* **Problem details**
Extend the forum thread on replacing old two-wire receptacles by writing what comes after its final sentence.

START Source excerpt

# Replacing Old 2 wire receptacles



## steveprichard (Jan 6, 2006)

I want a thread on replacing a 2 prong ungrounded receptacle.

What's code, what you've done before, and what you've done at your own home.

:clap:

steve


----------



## steveprichard (Jan 6, 2006)

I will not put a 'jumper' from ground to neutral when replacing a recepatacle.


----------



## bigjay (Jan 18, 2006)

Look at 406.3(D) (1) (2) (3) in the 2002 NEC. It basically says you can use a 
grounding type receptacle if you install a grounding conductor with the new receptacle. Replace the non grounding type with the same. You can replace a
non grounding type receptacle with a GFCI receptacle and mark it "No Equipment Ground" A non grounding type receptacle(s) shall be permitted to be replaced with grounding type receptacles where supplied through a ground fault circuit interrupter. These receeptacles shall be marked "GFCI Protected"
and "No Equipment Ground" It addresses a little more, this is the short version. As for my old house, It had 2 wire receptacles throughout now they are three wire.


----------



## CE1 (Dec 30, 2005)

If it is a 2 wire system I always upgrade the wiring to 2 wire w/ground. One at a time if I have to.


"Kicking and screaming into the 21th century we go"


----------



## steveprichard (Jan 6, 2006)

Thanks guys.
I've got some outside walls with zero attic space, so I think I use GFCI receps upstream for them, and then upgrade others where possible.


----------



## bigjay (Jan 18, 2006)

Just a footnote to my first post. There is a bad side to using the ungrounded
GFCI receptacle. There are cord and plug connected items that must be grounded in residential occupancies and are listed in Section 250.114(3).
They include refrigerators,freezers, air conditioners,clothes dryers, dihwashers,waste disposers,information technology equipment, sump pumps,
aquarium equipment,hand held tools,motor operated tools, hedge clippers,lawn mowers,snow blowers,wet scrubbers and portable hand lamps.

END Source excerpt
START Material supplied

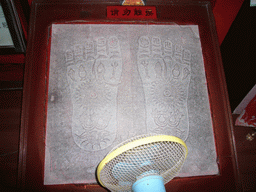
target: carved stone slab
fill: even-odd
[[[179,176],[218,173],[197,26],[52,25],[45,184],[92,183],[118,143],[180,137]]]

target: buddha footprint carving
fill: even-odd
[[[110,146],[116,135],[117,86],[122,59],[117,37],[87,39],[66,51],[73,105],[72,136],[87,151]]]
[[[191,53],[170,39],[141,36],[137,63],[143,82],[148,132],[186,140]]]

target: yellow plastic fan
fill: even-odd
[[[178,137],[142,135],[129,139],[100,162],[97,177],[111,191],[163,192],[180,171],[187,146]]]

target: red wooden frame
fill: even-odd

END Material supplied
START Material supplied

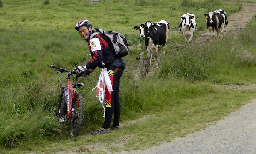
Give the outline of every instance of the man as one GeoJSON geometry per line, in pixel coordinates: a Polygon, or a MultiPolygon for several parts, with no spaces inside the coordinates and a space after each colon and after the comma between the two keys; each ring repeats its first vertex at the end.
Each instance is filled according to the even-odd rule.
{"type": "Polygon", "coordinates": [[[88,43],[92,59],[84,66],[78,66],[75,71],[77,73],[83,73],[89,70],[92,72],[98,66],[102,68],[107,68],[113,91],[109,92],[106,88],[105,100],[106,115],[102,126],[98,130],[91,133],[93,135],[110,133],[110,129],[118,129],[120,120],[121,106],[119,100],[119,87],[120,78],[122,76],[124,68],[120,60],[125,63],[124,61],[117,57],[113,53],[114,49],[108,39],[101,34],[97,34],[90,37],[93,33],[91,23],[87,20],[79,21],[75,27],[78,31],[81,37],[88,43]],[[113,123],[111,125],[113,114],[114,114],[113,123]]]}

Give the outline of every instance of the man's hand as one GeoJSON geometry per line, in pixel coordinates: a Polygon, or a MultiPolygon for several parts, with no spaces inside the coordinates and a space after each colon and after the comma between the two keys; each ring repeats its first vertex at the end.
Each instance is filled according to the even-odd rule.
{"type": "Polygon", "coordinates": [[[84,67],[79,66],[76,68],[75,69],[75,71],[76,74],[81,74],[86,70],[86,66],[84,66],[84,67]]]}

END Material supplied
START Material supplied

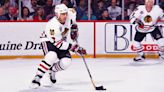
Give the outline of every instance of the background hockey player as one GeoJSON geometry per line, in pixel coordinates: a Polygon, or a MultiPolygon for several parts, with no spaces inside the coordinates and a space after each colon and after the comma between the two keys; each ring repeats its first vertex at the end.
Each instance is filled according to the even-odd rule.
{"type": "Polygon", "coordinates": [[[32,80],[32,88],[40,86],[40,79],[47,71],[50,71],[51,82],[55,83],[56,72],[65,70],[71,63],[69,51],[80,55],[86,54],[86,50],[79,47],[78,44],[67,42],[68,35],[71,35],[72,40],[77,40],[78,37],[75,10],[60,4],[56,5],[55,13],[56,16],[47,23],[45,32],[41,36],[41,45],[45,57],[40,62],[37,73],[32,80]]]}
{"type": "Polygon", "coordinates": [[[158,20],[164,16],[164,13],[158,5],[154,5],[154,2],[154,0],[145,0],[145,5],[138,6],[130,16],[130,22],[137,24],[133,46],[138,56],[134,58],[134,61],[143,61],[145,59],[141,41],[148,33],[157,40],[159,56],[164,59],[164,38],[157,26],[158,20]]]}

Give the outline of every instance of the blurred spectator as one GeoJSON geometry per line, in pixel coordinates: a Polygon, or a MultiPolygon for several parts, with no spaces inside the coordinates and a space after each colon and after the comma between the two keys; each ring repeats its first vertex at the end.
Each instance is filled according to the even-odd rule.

END Material supplied

* **Right answer**
Long story short a GFCI is not a substitute for grounding, it operates only on line to ground faults. It will not prevent shock only reduce the duration.


----------



## 49FRANKS (Mar 2, 2006)

Look At Your Cords! How Many Have Grounds Short Of Electronic Componets
RIGHT AS RAIN ON EVERY THING ELSE IS MY OPINION


----------



## sparkysteve (Jan 27, 2006)

I usually go with a GFCI Breaker to save time by not looking for the homerun to sort out line and load.


----------



## RobertWilber (Mar 5, 2006)

*Ground, shmound*

I vote with 49franks
If your wiring isn't damaged and you don't NEED a ground for a particular piece of equipment, why bother?
I usually recommend just running a new circuit to point-task loads if you really need a ground, unless the homeowner is undertaking a general remodeling project.


----------



## sparkysteve (Jan 27, 2006)

Install GFCI breakers on the circuits you upgrade to 3-prongs.


----------



## darren (Nov 24, 2005)

So I understand the fact that you can use a GFCI in place of a two prong plug. Now if I were to put a GFI on one and then connect the rest to the load side(like you would do if you jumped two bathrooms together) would this be considered right as well


----------



## Speedy Petey (Sep 30, 2003)

Yes. Everything down stream of the GFI must be labeled "GFI Protected" and "No Equipment Ground".
The stickers are included with the GFI.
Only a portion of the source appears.